Leave the pictures out and transcribe every record exactly.

[begin THE DATA]

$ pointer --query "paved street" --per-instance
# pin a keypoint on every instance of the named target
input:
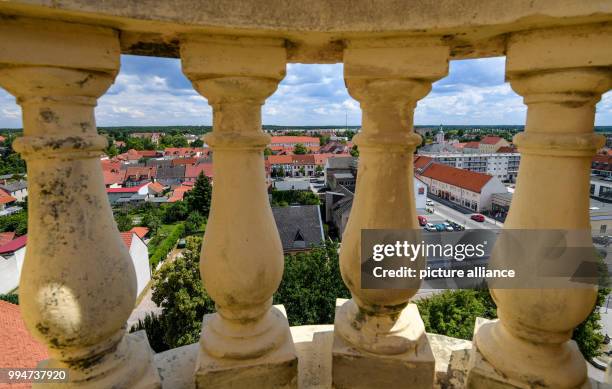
(442, 212)
(147, 305)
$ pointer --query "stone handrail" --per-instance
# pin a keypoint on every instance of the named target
(78, 284)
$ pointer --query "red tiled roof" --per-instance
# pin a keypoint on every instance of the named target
(6, 198)
(19, 348)
(193, 171)
(184, 161)
(156, 187)
(111, 177)
(141, 171)
(490, 140)
(506, 149)
(179, 193)
(127, 238)
(461, 178)
(279, 159)
(280, 140)
(6, 237)
(14, 245)
(131, 189)
(321, 159)
(141, 232)
(421, 161)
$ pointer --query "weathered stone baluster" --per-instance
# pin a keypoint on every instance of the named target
(78, 284)
(380, 339)
(247, 343)
(561, 73)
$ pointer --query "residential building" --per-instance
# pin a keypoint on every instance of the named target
(12, 254)
(139, 175)
(601, 165)
(193, 171)
(601, 189)
(129, 194)
(16, 189)
(463, 187)
(19, 349)
(140, 258)
(504, 166)
(291, 141)
(334, 166)
(300, 227)
(171, 175)
(490, 144)
(154, 137)
(5, 200)
(178, 193)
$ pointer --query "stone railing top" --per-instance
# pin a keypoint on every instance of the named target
(315, 29)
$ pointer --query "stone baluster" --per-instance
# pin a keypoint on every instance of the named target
(561, 74)
(380, 338)
(78, 284)
(247, 342)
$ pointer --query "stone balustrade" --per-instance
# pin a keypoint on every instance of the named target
(78, 285)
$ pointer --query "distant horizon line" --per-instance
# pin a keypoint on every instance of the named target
(325, 126)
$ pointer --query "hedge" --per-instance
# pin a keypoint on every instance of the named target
(162, 250)
(11, 298)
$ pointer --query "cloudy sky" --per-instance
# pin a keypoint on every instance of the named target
(153, 91)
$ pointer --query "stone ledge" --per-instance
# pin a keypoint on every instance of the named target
(313, 345)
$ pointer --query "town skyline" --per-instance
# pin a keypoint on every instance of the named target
(153, 92)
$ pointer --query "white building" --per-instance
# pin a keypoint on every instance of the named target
(503, 166)
(11, 262)
(466, 188)
(140, 258)
(12, 255)
(420, 193)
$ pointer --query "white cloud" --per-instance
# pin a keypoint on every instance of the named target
(152, 91)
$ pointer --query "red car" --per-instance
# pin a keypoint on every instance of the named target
(422, 220)
(477, 217)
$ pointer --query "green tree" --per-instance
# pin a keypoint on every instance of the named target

[end THE DATA]

• **PROBLEM SOLUTION**
$ pointer --query "paved street" --per-instance
# pin a keypoint on every instance of the named target
input:
(442, 212)
(147, 305)
$ pointer --query "stone handrail" --per-instance
# pin a keypoint on every instance of the named target
(78, 284)
$ pointer --query "red tiled roof" --per-instance
# pin a keypoint on every instance of the named target
(6, 198)
(19, 348)
(193, 171)
(184, 161)
(156, 187)
(111, 177)
(141, 171)
(490, 140)
(506, 149)
(179, 193)
(127, 238)
(461, 178)
(279, 159)
(280, 140)
(6, 237)
(14, 245)
(131, 189)
(321, 159)
(141, 232)
(421, 161)
$ pointer --query "weathered stone baluster" --per-instance
# pin a keypoint on every instance of the named target
(78, 284)
(380, 339)
(247, 343)
(561, 73)
$ pointer --query "residential building" --per-instance
# pin a keypoint on every instance of the named target
(12, 254)
(139, 175)
(601, 165)
(193, 171)
(601, 189)
(129, 194)
(16, 189)
(463, 187)
(19, 349)
(140, 258)
(504, 166)
(291, 141)
(334, 166)
(300, 227)
(171, 175)
(490, 144)
(154, 137)
(5, 200)
(178, 193)
$ pointer --query "stone railing top" --per-instance
# pin a keypoint on every instance of the named target
(315, 29)
$ pointer --query "stone baluster" --per-instance
# pin a keypoint on every instance of the named target
(561, 74)
(380, 338)
(78, 284)
(247, 342)
$ pointer --query "stone balustrade" --per-instance
# pin a keypoint on every instance of the named target
(78, 285)
$ pointer --query "distant horizon line" --per-instance
# pin a keypoint on every instance of the named target
(325, 126)
$ pointer --query "hedge" --per-instance
# pin a keypoint on every instance of the named target
(162, 250)
(11, 298)
$ pointer --query "cloudy sky" --per-instance
# pin a keypoint on every instance of the named target
(153, 91)
$ pointer --query "stone ledge" --per-instance
# pin a keypoint on every instance of the named target
(313, 345)
$ pointer --query "town skyline" --per-instance
# pin a keypoint on every instance of the named target
(153, 92)
$ pointer --query "white building" --per-instance
# pin a keypoint on every instance of the named target
(503, 166)
(11, 262)
(466, 188)
(140, 258)
(12, 255)
(420, 193)
$ pointer --query "white cloud" --per-instance
# pin a keypoint on every instance of the named target
(152, 91)
$ pointer --query "red car" --per-instance
# pin a keypoint on every instance of the named target
(422, 220)
(477, 217)
$ pointer --query "green tree" --per-instance
# pin a keypoint on every instance of the named target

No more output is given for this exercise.